### EXERCISE PROMPT
Copy the material word for word, from the line containing "# mark the region of every instance of the rocky" up to and including the last line of the material.
━━━━━ ROWS ━━━━━
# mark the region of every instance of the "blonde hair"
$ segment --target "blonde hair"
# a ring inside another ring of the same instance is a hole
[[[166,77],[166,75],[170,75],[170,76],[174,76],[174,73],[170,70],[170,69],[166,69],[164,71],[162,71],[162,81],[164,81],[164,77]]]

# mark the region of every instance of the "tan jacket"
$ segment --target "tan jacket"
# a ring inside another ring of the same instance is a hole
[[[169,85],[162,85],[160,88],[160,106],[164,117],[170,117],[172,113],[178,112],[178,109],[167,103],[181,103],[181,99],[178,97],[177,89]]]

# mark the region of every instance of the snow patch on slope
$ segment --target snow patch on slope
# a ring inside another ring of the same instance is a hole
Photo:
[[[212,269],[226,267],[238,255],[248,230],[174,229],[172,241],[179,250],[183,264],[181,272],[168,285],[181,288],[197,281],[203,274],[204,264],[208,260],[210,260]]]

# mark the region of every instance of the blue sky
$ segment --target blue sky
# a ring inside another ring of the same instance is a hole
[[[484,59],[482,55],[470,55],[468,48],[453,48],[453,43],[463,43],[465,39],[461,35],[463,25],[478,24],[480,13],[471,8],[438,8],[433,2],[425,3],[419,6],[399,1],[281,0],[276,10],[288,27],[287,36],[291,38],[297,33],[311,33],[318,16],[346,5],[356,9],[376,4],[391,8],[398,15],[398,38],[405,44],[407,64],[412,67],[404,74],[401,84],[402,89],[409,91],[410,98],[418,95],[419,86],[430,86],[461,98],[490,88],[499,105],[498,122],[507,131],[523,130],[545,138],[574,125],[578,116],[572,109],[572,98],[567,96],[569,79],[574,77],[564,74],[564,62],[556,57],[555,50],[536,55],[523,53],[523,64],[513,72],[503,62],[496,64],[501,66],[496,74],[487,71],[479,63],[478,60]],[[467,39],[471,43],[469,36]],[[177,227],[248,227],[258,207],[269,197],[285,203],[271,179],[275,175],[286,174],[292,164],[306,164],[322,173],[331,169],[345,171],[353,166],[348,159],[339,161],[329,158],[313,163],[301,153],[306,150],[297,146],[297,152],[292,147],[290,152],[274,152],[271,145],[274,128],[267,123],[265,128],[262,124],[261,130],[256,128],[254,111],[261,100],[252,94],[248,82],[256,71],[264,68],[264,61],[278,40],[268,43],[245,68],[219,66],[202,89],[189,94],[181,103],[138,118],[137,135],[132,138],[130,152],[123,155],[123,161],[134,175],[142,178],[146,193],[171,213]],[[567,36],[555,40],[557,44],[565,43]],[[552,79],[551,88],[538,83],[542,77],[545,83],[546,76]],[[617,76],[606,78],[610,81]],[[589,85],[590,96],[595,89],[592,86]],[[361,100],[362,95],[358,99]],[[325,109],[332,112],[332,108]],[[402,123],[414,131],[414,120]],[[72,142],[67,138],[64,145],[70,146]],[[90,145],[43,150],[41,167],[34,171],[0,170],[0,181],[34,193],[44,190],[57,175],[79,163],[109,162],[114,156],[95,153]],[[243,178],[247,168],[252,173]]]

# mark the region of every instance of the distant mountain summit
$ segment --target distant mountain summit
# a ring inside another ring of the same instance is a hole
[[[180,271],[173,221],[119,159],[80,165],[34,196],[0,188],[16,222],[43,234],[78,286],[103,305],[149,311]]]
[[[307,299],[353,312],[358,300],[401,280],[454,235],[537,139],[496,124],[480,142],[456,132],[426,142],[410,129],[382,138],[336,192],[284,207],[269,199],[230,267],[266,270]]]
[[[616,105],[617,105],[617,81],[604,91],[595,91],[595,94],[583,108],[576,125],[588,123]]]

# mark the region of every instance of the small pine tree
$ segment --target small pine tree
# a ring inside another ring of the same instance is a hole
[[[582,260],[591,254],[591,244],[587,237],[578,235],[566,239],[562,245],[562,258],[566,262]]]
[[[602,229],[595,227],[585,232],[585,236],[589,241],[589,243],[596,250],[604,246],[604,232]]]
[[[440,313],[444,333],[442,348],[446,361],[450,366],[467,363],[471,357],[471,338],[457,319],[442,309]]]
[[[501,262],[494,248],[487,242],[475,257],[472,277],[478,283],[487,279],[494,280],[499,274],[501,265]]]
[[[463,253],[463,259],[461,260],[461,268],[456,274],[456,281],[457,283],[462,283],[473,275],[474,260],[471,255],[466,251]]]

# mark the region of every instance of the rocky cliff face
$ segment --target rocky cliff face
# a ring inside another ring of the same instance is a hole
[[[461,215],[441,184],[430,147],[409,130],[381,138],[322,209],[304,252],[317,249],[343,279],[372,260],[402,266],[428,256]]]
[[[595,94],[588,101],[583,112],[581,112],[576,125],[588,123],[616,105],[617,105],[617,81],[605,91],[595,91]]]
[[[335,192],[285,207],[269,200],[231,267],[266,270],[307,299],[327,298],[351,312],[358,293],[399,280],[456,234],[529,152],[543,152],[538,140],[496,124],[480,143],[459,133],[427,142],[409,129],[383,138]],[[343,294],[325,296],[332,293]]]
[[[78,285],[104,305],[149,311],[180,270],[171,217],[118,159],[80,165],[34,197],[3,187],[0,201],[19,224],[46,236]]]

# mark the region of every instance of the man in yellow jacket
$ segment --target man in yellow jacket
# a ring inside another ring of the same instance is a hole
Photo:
━━━━━
### TASK RESPONSE
# mark the region of every instance of the rocky cliff face
$ segment --target rocky cliff face
# a ring inside another ring of the same instance is a hole
[[[461,215],[441,184],[430,147],[409,130],[381,138],[322,209],[304,252],[317,249],[343,279],[372,260],[402,266],[428,256]]]
[[[595,94],[588,101],[583,112],[581,112],[576,125],[588,123],[616,105],[617,105],[617,81],[605,91],[595,91]]]
[[[335,192],[285,207],[269,200],[231,267],[266,270],[307,299],[327,298],[351,312],[358,293],[399,280],[456,234],[529,152],[543,152],[538,140],[496,124],[480,143],[459,133],[427,142],[409,129],[383,138]],[[343,294],[325,296],[332,293]]]
[[[78,285],[104,305],[149,311],[180,270],[171,217],[118,159],[80,165],[34,197],[3,187],[0,201],[19,224],[46,236]]]

# mark the region of every instance of the man in yellow jacket
$ segment --target man in yellow jacket
# a ring inside another ring of the same instance is a hole
Photo:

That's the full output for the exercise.